What you need to do -
Show every line of the entries below that contains the string "above", copying each such line in full. Case counts when matching.

□ □ □ □ □

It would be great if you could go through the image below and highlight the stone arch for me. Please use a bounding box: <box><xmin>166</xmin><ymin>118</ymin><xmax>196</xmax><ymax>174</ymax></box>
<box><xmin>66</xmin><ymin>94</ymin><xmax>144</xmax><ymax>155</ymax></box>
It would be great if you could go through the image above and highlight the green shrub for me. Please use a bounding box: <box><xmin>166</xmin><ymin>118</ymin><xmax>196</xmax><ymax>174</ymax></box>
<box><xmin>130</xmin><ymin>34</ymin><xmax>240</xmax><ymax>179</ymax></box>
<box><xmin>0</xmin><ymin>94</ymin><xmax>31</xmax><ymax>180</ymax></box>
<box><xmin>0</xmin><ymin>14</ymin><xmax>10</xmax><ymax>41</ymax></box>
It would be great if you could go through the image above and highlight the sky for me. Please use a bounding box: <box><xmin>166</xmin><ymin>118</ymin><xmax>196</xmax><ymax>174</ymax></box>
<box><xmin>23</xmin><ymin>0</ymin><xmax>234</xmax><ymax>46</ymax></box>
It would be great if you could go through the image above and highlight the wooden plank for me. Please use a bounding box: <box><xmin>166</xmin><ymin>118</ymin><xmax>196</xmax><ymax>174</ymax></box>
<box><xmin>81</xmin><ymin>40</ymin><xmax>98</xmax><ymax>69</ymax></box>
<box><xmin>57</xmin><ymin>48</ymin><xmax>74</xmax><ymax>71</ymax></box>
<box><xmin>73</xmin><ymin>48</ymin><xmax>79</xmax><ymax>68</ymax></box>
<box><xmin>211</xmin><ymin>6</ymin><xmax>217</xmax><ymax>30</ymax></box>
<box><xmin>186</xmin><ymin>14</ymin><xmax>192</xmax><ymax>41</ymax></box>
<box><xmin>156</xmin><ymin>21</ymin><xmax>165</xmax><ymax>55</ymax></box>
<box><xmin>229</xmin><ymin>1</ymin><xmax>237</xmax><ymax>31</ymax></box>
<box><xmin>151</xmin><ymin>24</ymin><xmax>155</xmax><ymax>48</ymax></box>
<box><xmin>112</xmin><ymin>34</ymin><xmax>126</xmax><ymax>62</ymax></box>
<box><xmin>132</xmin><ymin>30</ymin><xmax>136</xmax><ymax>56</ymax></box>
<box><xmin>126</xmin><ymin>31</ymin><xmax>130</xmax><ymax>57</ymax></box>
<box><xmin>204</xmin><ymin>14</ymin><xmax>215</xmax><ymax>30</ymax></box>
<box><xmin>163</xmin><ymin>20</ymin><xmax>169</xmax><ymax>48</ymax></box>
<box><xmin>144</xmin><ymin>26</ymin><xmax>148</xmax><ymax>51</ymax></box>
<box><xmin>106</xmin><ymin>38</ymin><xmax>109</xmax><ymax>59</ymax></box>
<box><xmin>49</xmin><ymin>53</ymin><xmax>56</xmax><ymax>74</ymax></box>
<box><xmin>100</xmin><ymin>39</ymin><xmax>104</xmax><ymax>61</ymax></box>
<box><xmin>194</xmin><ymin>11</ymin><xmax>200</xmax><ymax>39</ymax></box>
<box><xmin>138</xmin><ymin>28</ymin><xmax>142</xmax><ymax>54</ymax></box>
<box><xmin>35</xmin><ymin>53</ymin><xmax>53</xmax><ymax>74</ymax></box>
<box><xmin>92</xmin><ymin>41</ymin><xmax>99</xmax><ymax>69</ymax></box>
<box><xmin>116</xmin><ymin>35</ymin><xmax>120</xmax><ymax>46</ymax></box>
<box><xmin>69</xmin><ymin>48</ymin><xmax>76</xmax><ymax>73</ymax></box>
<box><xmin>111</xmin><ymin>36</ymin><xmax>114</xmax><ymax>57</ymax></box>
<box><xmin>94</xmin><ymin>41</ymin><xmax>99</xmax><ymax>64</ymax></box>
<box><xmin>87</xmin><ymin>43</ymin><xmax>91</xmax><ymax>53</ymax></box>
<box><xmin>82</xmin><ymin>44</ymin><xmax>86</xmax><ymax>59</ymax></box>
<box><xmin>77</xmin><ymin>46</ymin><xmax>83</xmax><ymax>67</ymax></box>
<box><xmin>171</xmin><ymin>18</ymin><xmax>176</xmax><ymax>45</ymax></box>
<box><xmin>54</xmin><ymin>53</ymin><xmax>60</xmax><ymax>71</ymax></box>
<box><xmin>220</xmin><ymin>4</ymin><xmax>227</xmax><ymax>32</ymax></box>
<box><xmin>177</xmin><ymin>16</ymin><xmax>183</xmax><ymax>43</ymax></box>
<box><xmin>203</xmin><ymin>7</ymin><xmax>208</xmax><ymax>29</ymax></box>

□ □ □ □ □

Complete response -
It would be great if you could go through the image above and highlight the green shrub for me. Please use a bounding box: <box><xmin>166</xmin><ymin>118</ymin><xmax>196</xmax><ymax>174</ymax></box>
It would be great if you could go through the image above and highlight the sky for me. Please use a bounding box: <box><xmin>166</xmin><ymin>118</ymin><xmax>196</xmax><ymax>174</ymax></box>
It would be great if you could go through the image above and highlight the wooden plank for me. Please use a bounding box: <box><xmin>166</xmin><ymin>118</ymin><xmax>196</xmax><ymax>174</ymax></box>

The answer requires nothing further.